Textauszug:
____

Skandale und Intrigen – Eine Partei zerlegt sich

Kein Leben ohne Politik

Auch Bernd Schlömer, einst Bundesvorsitzender, der versuchte, die Partei auf ihrem Niedergang noch zu einer erfolgreichen Bundestagswahl zu führen, gab entnervt auf und brauchte einige Zeit, um sich zu erholen. „Wir sind auch an der Unfähigkeit gescheitert, uns zu professionalisieren“, sagt der Beamte im Verteidigungsministerium. „Aber vor allem war es die Vorstellung, man könnte auch gesellschaftliche Probleme quasi technisch lösen, wenn man nur das richtige Tool hätte.“

Die Ex-Piraten Lauer, Schlömer, Schramm und Delius eint immer noch eins: ohne Politik können sie sich ihr Leben nicht vorstellen. „Ich kann nicht anders“, sagt Martin Delius. „Es war im übrigen auch die beste Zeit meines Lebens.“ Wie genau Politik für ihn in Zukunft aussehen wird, weiß er nicht – so wie Julia Schramm. Beide stehen der Linken nahe. Bernd Schlömer kandidiert jetzt für die FDP in Friedrichshain-Kreuzberg. „Bisher ist der Bezirk für die Partei Feindesland“, sagt er. Das soll jetzt anders werden. Mit Graswurzelarbeit kennt sich Schlömer ja aus.

____

Datensätze:
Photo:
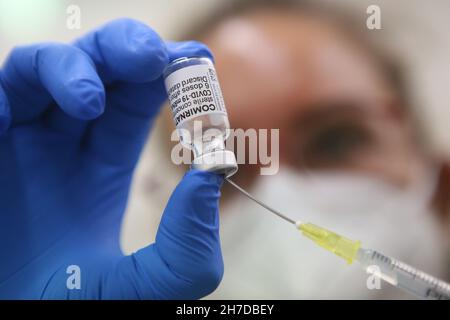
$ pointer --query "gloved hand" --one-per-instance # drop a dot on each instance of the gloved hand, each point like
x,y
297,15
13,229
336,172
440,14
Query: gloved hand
x,y
73,120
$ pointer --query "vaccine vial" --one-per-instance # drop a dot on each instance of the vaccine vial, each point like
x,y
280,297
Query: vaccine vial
x,y
199,113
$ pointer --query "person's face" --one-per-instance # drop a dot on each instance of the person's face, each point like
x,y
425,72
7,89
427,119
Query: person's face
x,y
334,109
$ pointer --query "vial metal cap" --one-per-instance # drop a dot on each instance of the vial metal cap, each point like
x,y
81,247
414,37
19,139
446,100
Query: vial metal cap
x,y
218,161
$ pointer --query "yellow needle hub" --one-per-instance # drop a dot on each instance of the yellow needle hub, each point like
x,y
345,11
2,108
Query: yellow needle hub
x,y
339,245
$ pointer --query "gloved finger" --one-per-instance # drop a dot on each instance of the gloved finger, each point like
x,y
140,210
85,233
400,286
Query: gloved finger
x,y
5,115
185,262
35,75
125,50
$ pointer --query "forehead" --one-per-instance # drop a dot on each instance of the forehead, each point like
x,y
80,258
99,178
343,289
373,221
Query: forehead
x,y
271,57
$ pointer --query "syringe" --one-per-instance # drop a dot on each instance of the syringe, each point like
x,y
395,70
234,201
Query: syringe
x,y
395,272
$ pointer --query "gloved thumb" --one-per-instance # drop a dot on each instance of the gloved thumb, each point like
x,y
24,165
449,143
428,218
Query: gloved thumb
x,y
185,262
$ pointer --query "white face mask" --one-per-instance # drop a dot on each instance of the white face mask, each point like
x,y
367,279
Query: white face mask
x,y
265,257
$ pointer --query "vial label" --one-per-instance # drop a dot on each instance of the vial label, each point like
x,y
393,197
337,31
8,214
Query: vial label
x,y
194,91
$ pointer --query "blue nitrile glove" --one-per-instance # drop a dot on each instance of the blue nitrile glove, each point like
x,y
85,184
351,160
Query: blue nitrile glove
x,y
73,120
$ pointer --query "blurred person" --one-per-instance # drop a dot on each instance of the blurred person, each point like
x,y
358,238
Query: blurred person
x,y
350,151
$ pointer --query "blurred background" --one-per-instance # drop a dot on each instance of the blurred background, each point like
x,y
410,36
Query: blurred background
x,y
363,118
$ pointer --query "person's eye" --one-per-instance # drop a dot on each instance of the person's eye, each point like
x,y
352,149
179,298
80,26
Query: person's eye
x,y
335,144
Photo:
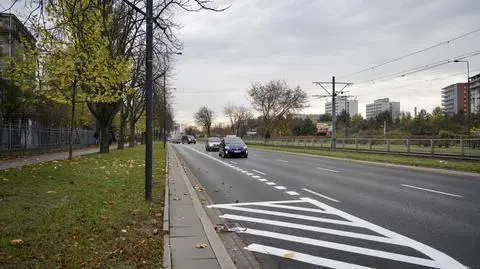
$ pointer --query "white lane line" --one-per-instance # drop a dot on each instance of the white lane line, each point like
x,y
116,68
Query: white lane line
x,y
423,189
345,247
441,259
261,173
259,203
321,195
329,170
302,257
316,229
287,215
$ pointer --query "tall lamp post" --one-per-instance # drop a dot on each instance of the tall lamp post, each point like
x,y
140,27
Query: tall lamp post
x,y
468,92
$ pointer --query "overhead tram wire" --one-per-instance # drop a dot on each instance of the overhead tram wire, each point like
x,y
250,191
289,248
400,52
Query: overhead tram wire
x,y
411,54
417,69
420,82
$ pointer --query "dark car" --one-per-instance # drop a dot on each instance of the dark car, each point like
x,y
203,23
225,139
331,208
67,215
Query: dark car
x,y
233,147
212,144
189,139
176,139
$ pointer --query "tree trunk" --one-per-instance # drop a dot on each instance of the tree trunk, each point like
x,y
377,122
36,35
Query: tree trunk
x,y
72,127
104,139
132,133
121,135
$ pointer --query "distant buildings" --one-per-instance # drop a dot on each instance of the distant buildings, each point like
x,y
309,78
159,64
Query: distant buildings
x,y
380,105
454,98
11,32
475,94
342,103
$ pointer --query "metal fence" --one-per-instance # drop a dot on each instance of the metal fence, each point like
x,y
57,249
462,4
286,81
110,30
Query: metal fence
x,y
465,147
30,136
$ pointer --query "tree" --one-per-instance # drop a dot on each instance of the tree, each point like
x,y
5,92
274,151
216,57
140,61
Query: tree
x,y
204,117
238,117
275,100
325,117
308,128
229,111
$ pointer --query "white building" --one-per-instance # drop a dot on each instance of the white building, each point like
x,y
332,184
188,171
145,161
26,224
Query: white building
x,y
475,94
454,98
380,105
342,103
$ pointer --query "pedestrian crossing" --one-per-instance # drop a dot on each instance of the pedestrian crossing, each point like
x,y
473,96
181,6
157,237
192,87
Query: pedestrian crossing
x,y
298,222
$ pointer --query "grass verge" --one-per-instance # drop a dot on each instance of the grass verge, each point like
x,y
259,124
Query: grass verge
x,y
89,212
469,166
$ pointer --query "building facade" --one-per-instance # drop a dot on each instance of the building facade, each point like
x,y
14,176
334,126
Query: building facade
x,y
381,105
454,98
475,94
342,103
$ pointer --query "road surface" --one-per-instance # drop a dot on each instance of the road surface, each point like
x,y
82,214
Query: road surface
x,y
307,212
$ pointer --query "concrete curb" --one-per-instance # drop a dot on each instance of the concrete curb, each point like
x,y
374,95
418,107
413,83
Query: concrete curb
x,y
166,203
415,168
223,258
167,257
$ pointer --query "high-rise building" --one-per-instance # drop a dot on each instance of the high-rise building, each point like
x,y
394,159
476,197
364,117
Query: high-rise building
x,y
381,105
342,103
475,94
454,98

____

Aufgaben:
A. Zitiere den Textauszug vollständig und wortgetreu.
B. Finde in den Datensätzen jede Zeile mit dem Wort „background“ und schreib sie unverändert ab.
Textauszug und Datensätze haben nichts miteinander zu tun.

Lösungen:
A.
Skandale und Intrigen – Eine Partei zerlegt sich

Kein Leben ohne Politik

Auch Bernd Schlömer, einst Bundesvorsitzender, der versuchte, die Partei auf ihrem Niedergang noch zu einer erfolgreichen Bundestagswahl zu führen, gab entnervt auf und brauchte einige Zeit, um sich zu erholen. „Wir sind auch an der Unfähigkeit gescheitert, uns zu professionalisieren“, sagt der Beamte im Verteidigungsministerium. „Aber vor allem war es die Vorstellung, man könnte auch gesellschaftliche Probleme quasi technisch lösen, wenn man nur das richtige Tool hätte.“

Die Ex-Piraten Lauer, Schlömer, Schramm und Delius eint immer noch eins: ohne Politik können sie sich ihr Leben nicht vorstellen. „Ich kann nicht anders“, sagt Martin Delius. „Es war im übrigen auch die beste Zeit meines Lebens.“ Wie genau Politik für ihn in Zukunft aussehen wird, weiß er nicht – so wie Julia Schramm. Beide stehen der Linken nahe. Bernd Schlömer kandidiert jetzt für die FDP in Friedrichshain-Kreuzberg. „Bisher ist der Bezirk für die Partei Feindesland“, sagt er. Das soll jetzt anders werden. Mit Graswurzelarbeit kennt sich Schlömer ja aus.

B.
$ pointer --query "blurred background" --one-per-instance # drop a dot on each instance of the blurred background, each point like
Query: blurred background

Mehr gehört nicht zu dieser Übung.